■ **Tâches à réaliser**:
(1) Dans l'entretien avec Hubert Curien, que souhaitaient obtenir les médecins ?
(2) Poursuivez l'entretien avec Hubert Curien au-delà de sa dernière réplique.

Hubert Curien : Si cette loi énonce les principes essentiels sans entrer dans tous les détails, c'est pour donner une latitude de jugement à des gens à qui on doit faire confiance. Les médecins sont des hommes et des femmes qui ont besoin de notre confiance et qui la méritent. L'attitude devant la mort, c'est un problème de conscience. Chacun a le devoir d'aider ses proches à mourir paisiblement. Je ne crois pas qu'il soit bon de codifier cette question.
Sur statut de l'embryon, je ne me sens pas la capacité de légiférer sur le moment précis où commence la vie. Si j'admets toutes les interprétations, je ne pense pas qu'une partie de notre société puisse légitimement imposer aux autres des conceptions absolutistes. Ce serait prendre le risque de remettre en cause des avancées sociales comme l'interruption volontaire de grossesse, ce qui serait une erreur.
Le Journal du Dimanche : Jacques Testart parle de loi trop timide. Une position qui reste assez isolée chez les chercheurs et les médecins…
Hubert Curien : Dans notre monde moderne, chacun a besoin d'un guide. Les médecins souhaitaient des indications sur ce qui doit être considéré comme licite ou illicite. Les scientifiques s'emploient à faire avancer la Connaissance: c'est la fierté et l'honneur de l'homme de comprendre le monde dans lequel il vit, et mieux comprendre permet d'agir plus et plus vite dars tous les domaines ; c'est un fait de société. Pourtant, il faut le rappeler, il n'est nullement question de dicter sans nuance une conduite aux médecins mais de leur donner des cadres légaux d'action. Il n'est pas question non plus de brider les scientifiques mais de leur indiquer quelques obligations éthiques.
Le Journal du Dimanche : Avec l'affaire du sang contaminé, les Français ont vu leur confiance dans la science et les médecins sérieusement ébranlée. Pensez-vous que cette loi apaisera leurs craintes ?
Hubert Curien : Je ne sais pas, mais nous avons voulu éviter "le pot au feu" des scientifiques. Il faut, aujourd'hui plus que jamais, que science se confronte à société et à ses critiques. La science est essentielle pour notre monde moderne mais elle ne prend sa pleine valeur que si elle est comprise par le plus grand nombre. Il faut expliquer encore et toujours plus.

■ **Données sources**:

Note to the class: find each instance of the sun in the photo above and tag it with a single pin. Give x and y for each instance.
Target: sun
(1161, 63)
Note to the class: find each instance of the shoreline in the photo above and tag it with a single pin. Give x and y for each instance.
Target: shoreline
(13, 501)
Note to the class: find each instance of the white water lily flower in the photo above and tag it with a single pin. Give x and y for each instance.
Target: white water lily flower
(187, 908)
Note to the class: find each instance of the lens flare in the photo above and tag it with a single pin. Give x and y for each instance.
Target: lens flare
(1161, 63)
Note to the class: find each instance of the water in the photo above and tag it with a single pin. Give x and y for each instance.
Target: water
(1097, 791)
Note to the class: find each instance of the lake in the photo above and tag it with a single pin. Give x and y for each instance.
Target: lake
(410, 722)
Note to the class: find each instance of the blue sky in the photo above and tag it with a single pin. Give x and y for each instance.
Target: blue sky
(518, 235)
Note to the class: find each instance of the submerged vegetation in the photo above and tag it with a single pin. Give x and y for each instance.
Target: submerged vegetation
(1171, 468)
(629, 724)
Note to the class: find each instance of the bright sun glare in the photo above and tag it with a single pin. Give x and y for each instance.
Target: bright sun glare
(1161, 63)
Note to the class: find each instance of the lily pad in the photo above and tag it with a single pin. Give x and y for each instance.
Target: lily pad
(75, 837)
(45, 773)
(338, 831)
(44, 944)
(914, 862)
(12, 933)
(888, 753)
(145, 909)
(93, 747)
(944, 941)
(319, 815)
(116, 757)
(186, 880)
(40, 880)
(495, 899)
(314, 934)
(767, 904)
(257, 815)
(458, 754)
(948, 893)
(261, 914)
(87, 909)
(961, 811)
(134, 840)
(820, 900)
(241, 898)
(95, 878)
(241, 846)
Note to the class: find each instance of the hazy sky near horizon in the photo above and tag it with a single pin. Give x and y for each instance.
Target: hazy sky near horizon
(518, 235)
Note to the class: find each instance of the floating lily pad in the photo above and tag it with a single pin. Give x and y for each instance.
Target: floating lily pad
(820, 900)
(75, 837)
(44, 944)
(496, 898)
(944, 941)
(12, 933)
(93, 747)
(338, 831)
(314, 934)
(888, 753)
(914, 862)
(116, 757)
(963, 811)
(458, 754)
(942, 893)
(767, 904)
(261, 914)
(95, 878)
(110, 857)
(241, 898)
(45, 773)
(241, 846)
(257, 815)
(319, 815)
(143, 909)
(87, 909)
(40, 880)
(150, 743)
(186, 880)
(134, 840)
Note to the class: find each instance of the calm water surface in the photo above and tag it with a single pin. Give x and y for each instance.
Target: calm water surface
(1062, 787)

■ **Vos réponses rédigées**:
(1) Des indications sur ce qui doit être considéré comme licite ou illicite.

(2)
Il est vrai que l'affaire du sang contaminé a entraîné beaucoup de confusion dans les esprits. Mais elle ne peut conduire les Français à rejeter l'action des scientifiques et des médecins. Ce sont eux qui ont, très rapidement, découvert l'agent infectieux de cette terrible maladie qu'est le sida ; ce sont eux qui ont mis au point les tests de dépistage et proposé les mesures de prévention. Il me semble indispensable de tout faire pour maintenir la confiance qu'a le public dans la science et la médecine, Ces lois, qui sont actuellement débattues au Parlement, me semblent y contribue.
"La loi doit être votée rapidement"
Le Journal du Dimanche : Vous étiez vous-même ministre de la recherche à l'époque. Quelle est votre opinion sur cette affaire ?
Hubert Curien : Je n'ai pas à refaire le procès. Ce que je peux dire, c'est que, en 1985, les connaissances scientifiques étaient encore très incertaines dans le domaine du sida. Reprocher à l'un ou à l'autre d'avoir pris des décisions sur la base d'informations ou d'animations erronées par la suite serait injuste. La culpabilité ne peut être liée qu'à un usage dévoyé ou intéressé des informations dont on dispose.
Le Journal du Dimanche : Pour en finir, ces lois que beaucoup de personnes attendent risquent de ne pas être votées sous cette législature.
Hubert Curien : Je souhaite vivement quant à moi que ces lois soient votées rapidement. C'est aussi le vœu très clair de mes collègues, Michel Vauzelle et Bernard Kouchner, et également celui de très nombreux députés qui se sont exprimés à l'Assemblée.